[TEXTE CITÉ]:
Octobre, mois orangé aux feuilles mortes et citrouilles décorées. Mois de lattés, de bière et de tout ce qui réconforte les papilles et l’âme. Octobre est à l’hiver et au temps froid ce que la Porte-du-Nord est aux Hautes-Laurentides : c’est pas encore tout à fait ça, mais on sait que ça approche.

Pendant que Marthe Laverdière, sensation du Web, vous enseigne comment aménager vos hortensias  pour l’hiver depuis les Serres Li-ma en Chaudière-Appalaches, vous saurez qu’à deux rangs de chez vous, des agriculteurs de la région se démènent pour hiverniser des fermes complètes. Notez quel’hivernage est ici mis de l’avant pour finement lier le reste du texte. On ne se cachera pas qu’une ferme, c’est démenant à l’année, au sens figuré.

 

Pour démystifier, en direct de votre sofa, vous pouvez voir tout ça dans votre téléviseur depuis le 12 septembre. Remercions la réalisatrice Émilise Lessard-Therrien qui nous y présente dix familles du Témiscamingue, toutes installées sur les terres labourées de notre lointaine région. La vraie campagne. Là où la trame sonore des autoroutes ne se rend pas. Là où ton voisin le plus proche, c’est la forêt. Là où d’autres réalisateurs verraient un potentiel d’énième remake du Projet Blair. Passé cette campagne, c’est un chalet sans commodités, du camping sauvage à l’état pur, une forêt dense où une bataille féroce nous guette, tel Léonardo contre son ours dans Le Revenant, Oscar et fortune en moins.

[OBJECTIFS]:
(1) Répondez à ces questions sur le texte cité :
(a) Depuis quelle date peut-on voir l'émission à la télé ?
(b) Combien de familles la réalisatrice présente-t-elle, et de quelle région ?
(c) De quel endroit Marthe Laverdière montre-t-elle comment préparer les hortensias pour l'hiver ?
(2) D'après le texte cité, qu'est-ce qu'on trouve une fois passé la campagne ? Nommez tout.
(3) Selon le texte cité, pourquoi peut-on comparer octobre à la Porte-du-Nord ?

[DONNÉES RECUEILLIES]:
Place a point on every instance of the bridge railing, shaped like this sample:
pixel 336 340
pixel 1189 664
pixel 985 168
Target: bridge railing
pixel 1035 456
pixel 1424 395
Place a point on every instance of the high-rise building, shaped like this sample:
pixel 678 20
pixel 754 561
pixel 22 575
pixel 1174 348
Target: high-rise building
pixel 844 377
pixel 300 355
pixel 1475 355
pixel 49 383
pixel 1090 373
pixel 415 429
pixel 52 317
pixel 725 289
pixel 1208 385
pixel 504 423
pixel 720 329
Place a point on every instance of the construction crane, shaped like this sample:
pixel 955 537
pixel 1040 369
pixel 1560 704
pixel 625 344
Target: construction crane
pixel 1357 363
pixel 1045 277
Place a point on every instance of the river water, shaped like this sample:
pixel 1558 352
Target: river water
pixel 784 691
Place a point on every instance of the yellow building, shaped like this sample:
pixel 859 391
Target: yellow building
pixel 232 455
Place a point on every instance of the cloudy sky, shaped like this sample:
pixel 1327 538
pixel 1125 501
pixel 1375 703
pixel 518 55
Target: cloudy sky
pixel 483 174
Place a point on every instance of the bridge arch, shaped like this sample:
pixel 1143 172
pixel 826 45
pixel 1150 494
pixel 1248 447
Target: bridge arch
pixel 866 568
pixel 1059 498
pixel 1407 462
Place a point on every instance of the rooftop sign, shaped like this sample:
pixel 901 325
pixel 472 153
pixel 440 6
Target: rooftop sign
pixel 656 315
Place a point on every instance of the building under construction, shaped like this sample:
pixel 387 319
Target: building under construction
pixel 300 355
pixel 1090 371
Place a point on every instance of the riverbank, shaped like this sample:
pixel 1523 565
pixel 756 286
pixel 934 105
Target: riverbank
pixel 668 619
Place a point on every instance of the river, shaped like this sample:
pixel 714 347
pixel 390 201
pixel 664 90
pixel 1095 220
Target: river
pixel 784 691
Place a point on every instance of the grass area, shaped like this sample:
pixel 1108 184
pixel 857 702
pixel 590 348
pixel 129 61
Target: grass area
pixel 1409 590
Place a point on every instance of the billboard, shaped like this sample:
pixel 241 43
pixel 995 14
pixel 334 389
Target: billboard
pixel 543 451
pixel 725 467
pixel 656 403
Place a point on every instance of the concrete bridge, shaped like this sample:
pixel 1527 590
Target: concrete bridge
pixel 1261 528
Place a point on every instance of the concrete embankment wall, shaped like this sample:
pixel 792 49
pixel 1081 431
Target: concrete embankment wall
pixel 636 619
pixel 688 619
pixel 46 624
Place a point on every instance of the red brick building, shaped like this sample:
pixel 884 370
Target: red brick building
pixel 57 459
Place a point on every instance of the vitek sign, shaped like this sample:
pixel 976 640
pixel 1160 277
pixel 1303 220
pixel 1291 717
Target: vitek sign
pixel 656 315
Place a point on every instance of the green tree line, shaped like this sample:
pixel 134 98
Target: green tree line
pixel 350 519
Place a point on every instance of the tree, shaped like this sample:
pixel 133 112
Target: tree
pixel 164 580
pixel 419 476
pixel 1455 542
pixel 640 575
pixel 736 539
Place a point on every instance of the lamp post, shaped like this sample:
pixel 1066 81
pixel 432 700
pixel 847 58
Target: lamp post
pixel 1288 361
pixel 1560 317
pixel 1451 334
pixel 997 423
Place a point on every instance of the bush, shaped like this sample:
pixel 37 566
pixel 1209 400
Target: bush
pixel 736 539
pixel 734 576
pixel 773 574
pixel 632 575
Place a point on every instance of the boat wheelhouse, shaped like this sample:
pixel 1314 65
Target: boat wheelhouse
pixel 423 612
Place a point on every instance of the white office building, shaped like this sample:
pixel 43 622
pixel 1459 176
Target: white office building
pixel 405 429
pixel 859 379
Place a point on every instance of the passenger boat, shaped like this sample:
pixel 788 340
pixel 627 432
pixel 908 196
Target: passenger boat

[RÉPONSES]:
(1)
(a) Depuis le 12 septembre.
(b) Dix familles du Témiscamingue.
(c) Des Serres Li-ma, en Chaudière-Appalaches.

(2)
- Un chalet sans commodités
- Du camping sauvage à l'état pur
- Une forêt dense où une bataille féroce nous guette

(3) La Porte-du-Nord annonce les Hautes-Laurentides, et octobre annonce l'hiver et le temps froid. Dans les deux cas, on n'y est pas encore tout à fait, mais on sait que ça approche.